* **Your goal**
Output every record below precisely as it is written.

== == ==

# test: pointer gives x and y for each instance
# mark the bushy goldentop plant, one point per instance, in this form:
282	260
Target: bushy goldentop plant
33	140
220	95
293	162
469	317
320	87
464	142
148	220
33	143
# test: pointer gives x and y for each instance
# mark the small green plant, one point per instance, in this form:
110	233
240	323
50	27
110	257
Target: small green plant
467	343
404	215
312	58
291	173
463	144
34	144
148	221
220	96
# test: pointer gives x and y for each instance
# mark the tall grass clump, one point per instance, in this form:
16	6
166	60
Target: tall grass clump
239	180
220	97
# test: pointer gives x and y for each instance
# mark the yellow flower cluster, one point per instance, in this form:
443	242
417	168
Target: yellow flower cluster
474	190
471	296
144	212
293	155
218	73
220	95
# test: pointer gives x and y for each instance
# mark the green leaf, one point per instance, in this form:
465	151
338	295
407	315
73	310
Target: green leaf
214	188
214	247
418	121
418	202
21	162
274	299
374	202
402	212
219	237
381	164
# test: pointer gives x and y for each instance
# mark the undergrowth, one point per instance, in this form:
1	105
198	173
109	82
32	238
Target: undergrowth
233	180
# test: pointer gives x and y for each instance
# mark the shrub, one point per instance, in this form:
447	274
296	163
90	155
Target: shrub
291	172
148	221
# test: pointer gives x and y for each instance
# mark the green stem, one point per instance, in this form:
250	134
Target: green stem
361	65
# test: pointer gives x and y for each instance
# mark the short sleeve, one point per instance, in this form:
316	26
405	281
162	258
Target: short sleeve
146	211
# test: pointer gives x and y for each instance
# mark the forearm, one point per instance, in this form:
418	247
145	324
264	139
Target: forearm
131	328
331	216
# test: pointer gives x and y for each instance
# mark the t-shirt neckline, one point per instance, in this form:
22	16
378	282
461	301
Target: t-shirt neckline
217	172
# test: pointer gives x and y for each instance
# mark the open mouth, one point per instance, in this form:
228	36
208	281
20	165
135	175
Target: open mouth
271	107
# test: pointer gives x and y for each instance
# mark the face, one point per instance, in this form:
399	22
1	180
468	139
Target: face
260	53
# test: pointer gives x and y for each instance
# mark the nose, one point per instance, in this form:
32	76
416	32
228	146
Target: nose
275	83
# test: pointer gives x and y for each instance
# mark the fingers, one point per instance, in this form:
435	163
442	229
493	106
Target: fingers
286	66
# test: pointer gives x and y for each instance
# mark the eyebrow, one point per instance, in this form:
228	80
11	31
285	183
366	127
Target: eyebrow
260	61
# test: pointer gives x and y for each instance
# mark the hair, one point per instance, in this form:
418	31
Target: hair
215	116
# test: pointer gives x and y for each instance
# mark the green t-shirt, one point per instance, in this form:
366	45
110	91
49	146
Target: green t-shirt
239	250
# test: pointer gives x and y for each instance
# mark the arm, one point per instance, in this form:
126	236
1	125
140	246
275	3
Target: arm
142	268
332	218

== == ==

* **Result below**
# test: pointer gives x and y for each instance
# mark the bushy goldentop plant, one point per instance, in this form:
282	260
Target: bushy goldentop plant
33	140
220	95
293	162
469	317
320	87
464	142
148	220
33	143
# test: pointer gives x and y for each instance
# mark the small green plant, one point per instance, in this form:
110	233
240	323
50	27
110	257
Target: small green plant
467	343
404	215
312	58
291	173
463	144
34	144
148	221
220	96
# test: pointer gives x and y for each instance
# mark the tall grass clump, one point per instance, in this form:
16	6
166	60
Target: tall grass clump
239	180
220	97
# test: pointer gives x and y for each instance
# mark the yellow flower cluster, one point per instance, in this form:
443	242
417	168
Target: yellow flower cluster
474	190
471	296
144	212
293	155
218	73
220	95
# test: pointer gives x and y for each instance
# mark the green leaf, one point per instance, in this form:
465	151
338	295
407	315
73	310
Target: green leaf
214	188
214	247
418	121
418	202
21	162
274	299
374	202
402	212
219	237
381	164
# test: pointer gives x and y for each instance
# mark the undergrowth, one point per instance, in this form:
1	105
198	173
109	82
32	238
Target: undergrowth
233	180
# test: pointer gives x and y for each instance
# mark the shrub, one point per instance, in this form:
447	274
296	163
90	155
Target: shrub
291	172
148	221
# test: pointer gives x and y for each instance
# mark the green stem, one point per instance, in this form:
250	134
Target: green stem
361	65
# test: pointer gives x and y for each instance
# mark the short sleeve, one point per instance, in this form:
316	26
405	281
162	258
Target: short sleeve
146	211
# test: pointer gives x and y for each instance
# mark the forearm, one point per instance, in this form:
418	247
145	324
264	139
Target: forearm
131	328
331	216
# test: pointer gives x and y for each instance
# mark the t-shirt neckline, one point per instance, in this form:
22	16
378	282
461	301
Target: t-shirt neckline
217	172
# test: pointer gives x and y for each instance
# mark the open mouth, one point per instance, in this form:
228	36
208	281
20	165
135	175
Target: open mouth
271	107
# test: pointer gives x and y for each instance
# mark the face, one point per instance, in this form:
399	22
1	180
468	139
Target: face
260	53
# test: pointer gives x and y for each instance
# mark the nose, one point per instance, in this form:
32	76
416	32
228	146
Target: nose
275	83
# test: pointer gives x and y for each instance
# mark the fingers, one point per instance, in this form:
435	163
442	229
493	106
Target: fingers
286	66
# test: pointer gives x and y for each instance
# mark the eyebrow, one point per instance, in this form:
228	80
11	31
285	183
366	127
Target: eyebrow
260	61
# test: pointer gives x and y for each instance
# mark the hair, one point per instance, in this form:
418	31
Target: hair
215	116
# test: pointer gives x and y for each instance
# mark the green t-shirt, one point per instance, in this form:
366	45
110	91
49	146
Target: green t-shirt
239	250
# test: pointer gives x and y for each instance
# mark the arm, one point per instance, in this form:
126	236
1	125
140	246
275	3
Target: arm
142	268
332	218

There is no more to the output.